— Begin RECORDS PROVIDED —

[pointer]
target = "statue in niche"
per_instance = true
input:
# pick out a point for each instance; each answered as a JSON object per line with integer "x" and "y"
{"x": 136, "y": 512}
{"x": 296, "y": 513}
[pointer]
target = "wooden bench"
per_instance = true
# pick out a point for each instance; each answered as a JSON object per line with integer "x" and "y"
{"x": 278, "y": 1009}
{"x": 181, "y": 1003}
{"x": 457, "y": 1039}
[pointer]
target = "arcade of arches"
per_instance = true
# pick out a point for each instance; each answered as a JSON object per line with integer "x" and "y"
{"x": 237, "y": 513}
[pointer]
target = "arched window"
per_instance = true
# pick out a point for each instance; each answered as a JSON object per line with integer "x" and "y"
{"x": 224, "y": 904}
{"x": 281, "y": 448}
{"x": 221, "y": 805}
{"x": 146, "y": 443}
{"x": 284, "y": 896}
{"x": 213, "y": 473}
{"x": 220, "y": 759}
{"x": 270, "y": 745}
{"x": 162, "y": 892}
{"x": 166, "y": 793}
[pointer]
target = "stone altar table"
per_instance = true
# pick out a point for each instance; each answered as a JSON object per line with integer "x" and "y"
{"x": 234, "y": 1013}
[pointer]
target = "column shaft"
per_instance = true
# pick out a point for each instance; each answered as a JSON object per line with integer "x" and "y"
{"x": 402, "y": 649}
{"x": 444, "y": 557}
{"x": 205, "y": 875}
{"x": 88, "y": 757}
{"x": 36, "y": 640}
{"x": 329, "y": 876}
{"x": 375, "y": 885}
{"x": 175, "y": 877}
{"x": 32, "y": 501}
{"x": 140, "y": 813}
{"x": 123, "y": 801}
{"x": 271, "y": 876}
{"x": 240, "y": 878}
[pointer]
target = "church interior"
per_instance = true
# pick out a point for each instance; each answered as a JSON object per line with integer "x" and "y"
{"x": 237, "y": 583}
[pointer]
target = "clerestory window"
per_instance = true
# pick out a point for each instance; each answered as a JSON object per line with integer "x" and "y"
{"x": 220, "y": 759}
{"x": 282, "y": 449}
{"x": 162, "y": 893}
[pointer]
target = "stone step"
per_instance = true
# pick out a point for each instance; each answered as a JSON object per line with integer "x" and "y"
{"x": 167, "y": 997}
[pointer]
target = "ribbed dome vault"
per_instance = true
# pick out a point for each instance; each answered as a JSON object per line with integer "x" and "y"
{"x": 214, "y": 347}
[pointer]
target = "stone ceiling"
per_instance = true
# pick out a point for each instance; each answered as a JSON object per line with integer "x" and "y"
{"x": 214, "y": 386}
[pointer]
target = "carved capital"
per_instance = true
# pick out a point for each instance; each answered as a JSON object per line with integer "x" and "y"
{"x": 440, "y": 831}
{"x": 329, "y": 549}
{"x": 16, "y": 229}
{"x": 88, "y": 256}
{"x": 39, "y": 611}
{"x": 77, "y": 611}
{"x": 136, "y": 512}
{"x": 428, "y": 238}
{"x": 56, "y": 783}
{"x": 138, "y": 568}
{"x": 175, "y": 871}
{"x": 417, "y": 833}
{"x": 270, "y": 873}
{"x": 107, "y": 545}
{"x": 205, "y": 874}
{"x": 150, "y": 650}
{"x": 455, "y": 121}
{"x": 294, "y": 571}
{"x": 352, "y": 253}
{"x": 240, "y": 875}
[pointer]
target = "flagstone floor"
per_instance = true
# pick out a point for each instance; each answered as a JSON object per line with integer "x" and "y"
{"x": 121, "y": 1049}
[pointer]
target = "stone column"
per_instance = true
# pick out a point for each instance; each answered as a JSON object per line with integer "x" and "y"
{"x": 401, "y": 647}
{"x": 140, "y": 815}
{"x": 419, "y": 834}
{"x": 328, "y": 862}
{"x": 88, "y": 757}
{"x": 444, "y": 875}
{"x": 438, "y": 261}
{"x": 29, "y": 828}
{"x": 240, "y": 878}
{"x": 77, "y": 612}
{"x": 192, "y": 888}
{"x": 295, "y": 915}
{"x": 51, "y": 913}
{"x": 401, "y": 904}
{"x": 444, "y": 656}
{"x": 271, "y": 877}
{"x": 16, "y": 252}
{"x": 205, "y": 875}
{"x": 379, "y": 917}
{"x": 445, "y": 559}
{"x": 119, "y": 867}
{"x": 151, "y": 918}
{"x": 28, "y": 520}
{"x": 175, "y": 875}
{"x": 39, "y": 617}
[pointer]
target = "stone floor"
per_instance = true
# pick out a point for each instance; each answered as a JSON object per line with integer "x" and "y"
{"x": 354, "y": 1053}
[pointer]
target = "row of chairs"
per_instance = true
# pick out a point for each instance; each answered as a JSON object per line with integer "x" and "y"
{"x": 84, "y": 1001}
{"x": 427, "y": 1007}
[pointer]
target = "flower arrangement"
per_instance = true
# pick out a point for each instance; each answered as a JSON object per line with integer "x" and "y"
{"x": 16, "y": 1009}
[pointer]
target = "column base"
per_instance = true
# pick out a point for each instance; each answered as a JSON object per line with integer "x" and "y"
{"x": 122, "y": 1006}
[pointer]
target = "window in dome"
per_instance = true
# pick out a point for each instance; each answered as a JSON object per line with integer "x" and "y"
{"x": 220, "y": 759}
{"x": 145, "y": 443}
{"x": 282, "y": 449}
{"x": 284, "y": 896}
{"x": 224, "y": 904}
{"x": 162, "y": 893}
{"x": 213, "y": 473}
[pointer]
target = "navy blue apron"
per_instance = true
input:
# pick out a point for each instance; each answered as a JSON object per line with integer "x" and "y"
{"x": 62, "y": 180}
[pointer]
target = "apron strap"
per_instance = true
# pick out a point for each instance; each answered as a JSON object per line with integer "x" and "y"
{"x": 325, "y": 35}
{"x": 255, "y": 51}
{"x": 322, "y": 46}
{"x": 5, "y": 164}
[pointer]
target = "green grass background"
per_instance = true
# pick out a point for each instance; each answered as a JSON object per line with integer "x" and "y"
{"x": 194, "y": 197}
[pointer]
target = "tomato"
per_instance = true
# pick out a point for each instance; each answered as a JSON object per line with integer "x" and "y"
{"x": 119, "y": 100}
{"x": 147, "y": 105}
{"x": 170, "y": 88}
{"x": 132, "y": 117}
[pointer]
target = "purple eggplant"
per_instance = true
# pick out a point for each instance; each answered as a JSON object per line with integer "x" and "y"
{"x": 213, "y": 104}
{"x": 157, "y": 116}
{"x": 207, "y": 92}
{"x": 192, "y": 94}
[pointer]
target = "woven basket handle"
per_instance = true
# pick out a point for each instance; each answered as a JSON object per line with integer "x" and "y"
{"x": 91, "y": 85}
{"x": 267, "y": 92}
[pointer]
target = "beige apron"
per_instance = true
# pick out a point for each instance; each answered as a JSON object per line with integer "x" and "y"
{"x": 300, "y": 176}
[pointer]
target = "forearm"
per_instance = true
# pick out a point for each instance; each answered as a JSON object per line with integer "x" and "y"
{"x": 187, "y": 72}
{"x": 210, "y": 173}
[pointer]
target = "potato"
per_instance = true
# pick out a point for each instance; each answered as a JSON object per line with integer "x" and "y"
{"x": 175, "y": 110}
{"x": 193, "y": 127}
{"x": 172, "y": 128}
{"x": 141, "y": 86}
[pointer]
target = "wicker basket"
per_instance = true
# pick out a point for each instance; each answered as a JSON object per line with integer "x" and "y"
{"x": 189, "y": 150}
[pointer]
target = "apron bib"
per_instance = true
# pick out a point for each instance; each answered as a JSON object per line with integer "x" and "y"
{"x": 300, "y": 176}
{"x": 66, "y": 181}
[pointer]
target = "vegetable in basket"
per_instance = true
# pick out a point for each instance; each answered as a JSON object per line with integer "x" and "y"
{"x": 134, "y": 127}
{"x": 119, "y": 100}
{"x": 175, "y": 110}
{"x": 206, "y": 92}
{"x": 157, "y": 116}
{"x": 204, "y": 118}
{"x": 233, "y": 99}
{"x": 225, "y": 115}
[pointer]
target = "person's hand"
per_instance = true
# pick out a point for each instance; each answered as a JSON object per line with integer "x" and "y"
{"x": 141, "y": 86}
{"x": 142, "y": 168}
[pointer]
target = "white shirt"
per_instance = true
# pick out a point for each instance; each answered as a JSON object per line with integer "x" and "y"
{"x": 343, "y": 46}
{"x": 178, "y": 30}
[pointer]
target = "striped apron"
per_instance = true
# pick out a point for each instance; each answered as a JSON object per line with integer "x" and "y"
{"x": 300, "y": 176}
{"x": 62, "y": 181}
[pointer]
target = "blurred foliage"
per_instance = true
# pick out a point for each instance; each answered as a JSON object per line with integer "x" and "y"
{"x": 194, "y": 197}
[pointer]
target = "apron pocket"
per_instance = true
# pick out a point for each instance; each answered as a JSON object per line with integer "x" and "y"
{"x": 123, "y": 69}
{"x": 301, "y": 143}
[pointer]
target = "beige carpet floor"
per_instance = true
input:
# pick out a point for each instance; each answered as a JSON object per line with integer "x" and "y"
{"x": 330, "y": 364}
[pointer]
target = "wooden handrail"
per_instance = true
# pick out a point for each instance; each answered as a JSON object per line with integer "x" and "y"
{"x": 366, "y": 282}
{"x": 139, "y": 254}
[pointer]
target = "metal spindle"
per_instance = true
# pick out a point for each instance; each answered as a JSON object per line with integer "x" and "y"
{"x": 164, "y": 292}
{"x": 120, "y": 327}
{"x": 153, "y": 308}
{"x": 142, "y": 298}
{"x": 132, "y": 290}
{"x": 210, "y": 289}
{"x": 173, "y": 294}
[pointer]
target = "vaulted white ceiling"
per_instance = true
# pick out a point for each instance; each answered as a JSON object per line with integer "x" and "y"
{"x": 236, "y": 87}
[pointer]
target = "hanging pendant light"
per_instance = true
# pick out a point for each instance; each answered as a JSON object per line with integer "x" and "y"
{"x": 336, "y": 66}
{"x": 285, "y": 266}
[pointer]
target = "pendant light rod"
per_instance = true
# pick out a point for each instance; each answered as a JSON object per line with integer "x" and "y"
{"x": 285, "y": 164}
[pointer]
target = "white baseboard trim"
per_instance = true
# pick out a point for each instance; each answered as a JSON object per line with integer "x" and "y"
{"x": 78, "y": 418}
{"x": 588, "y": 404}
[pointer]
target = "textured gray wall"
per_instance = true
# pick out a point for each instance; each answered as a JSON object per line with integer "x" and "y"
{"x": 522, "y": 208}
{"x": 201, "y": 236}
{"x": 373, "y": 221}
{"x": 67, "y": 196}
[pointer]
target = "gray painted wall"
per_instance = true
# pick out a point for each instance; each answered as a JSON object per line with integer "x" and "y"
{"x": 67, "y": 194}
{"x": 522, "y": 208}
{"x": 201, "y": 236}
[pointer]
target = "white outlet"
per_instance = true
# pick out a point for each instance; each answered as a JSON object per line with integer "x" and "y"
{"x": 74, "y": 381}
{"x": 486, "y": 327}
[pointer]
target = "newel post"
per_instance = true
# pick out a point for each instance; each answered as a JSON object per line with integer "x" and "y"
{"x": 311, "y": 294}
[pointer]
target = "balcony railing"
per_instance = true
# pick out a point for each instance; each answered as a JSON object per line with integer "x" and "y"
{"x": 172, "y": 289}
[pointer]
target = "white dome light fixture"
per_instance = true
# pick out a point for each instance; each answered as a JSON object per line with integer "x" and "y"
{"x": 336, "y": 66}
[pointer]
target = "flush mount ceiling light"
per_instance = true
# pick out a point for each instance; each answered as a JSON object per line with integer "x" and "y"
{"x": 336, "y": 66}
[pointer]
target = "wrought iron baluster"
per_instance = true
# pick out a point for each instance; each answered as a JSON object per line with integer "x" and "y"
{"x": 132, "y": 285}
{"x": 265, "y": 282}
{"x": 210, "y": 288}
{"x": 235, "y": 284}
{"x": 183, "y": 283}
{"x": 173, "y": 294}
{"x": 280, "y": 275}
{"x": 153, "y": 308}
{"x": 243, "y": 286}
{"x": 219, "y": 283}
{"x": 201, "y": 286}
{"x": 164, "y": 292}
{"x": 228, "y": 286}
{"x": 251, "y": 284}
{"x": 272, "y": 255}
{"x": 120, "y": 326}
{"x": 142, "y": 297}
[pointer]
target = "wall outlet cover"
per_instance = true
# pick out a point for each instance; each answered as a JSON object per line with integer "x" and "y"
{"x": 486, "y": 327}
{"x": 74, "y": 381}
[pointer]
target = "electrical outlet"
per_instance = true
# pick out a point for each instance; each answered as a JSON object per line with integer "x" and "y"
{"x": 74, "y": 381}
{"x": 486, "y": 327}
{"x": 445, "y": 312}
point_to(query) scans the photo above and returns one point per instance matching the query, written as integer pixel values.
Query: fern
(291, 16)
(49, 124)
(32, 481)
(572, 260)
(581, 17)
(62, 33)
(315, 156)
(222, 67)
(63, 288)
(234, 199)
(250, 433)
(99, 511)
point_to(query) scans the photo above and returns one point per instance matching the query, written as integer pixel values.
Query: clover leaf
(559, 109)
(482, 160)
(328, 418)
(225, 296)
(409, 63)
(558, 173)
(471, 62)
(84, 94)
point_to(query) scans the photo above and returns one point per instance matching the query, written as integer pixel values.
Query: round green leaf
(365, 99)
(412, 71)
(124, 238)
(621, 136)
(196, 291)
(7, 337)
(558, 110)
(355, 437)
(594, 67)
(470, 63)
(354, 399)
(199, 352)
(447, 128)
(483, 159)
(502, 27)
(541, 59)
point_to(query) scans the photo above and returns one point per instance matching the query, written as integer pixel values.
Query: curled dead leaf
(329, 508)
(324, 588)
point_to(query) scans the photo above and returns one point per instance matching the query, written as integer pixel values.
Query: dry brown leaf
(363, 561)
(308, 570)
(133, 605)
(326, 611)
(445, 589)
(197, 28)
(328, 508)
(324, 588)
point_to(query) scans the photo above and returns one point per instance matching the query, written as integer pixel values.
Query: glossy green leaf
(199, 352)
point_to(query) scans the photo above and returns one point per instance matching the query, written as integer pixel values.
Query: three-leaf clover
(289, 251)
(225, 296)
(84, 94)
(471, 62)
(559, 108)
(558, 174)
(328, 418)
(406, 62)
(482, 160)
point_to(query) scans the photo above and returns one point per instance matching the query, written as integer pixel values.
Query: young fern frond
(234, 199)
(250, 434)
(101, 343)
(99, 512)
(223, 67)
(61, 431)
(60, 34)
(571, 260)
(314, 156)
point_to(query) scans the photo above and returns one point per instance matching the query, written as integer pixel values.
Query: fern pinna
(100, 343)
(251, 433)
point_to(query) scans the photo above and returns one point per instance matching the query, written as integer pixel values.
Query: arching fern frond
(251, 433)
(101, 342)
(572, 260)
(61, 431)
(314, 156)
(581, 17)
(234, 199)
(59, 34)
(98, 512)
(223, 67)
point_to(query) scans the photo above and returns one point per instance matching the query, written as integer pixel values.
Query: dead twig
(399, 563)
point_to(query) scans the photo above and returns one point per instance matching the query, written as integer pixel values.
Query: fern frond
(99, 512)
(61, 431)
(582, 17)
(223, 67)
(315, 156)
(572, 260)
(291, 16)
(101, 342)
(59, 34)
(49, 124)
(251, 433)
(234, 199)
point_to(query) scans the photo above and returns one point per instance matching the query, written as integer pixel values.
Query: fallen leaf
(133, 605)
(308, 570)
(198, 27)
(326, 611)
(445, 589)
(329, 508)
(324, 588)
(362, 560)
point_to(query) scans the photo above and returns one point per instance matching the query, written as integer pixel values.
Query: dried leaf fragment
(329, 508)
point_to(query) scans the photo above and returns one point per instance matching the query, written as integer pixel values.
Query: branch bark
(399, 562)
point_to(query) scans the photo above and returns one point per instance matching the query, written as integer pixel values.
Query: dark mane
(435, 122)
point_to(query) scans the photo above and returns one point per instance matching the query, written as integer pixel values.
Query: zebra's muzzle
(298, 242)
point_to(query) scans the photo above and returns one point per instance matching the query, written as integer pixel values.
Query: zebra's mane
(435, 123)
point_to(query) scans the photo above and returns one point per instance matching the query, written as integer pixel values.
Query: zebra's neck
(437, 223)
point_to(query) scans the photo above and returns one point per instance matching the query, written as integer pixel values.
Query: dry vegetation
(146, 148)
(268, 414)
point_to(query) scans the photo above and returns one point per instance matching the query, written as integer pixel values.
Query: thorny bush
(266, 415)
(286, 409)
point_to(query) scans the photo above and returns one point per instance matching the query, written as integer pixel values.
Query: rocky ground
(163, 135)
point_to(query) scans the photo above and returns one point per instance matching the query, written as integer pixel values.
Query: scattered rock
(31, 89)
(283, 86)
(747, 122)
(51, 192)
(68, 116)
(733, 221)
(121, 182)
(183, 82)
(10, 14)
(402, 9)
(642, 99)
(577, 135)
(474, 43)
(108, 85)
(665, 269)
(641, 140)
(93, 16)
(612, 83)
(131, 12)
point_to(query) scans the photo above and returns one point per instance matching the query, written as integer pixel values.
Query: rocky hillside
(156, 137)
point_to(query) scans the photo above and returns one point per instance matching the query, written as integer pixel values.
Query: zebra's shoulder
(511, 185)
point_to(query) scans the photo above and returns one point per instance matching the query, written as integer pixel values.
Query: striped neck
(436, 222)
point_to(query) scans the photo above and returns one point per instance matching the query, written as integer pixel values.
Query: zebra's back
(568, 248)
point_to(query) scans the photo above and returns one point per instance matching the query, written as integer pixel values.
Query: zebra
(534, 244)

— End RECORDS PROVIDED —

▸ **WHAT YOU NEED TO DO**
Collect every line above that contains the string "leaf" and copy each of those lines in full.

▸ **SOLUTION FOR THIS PROBLEM**
Query: clover leaf
Query: round green leaf
Query: curled dead leaf
Query: dry brown leaf
Query: glossy green leaf
Query: three-leaf clover
Query: fallen leaf
Query: dried leaf fragment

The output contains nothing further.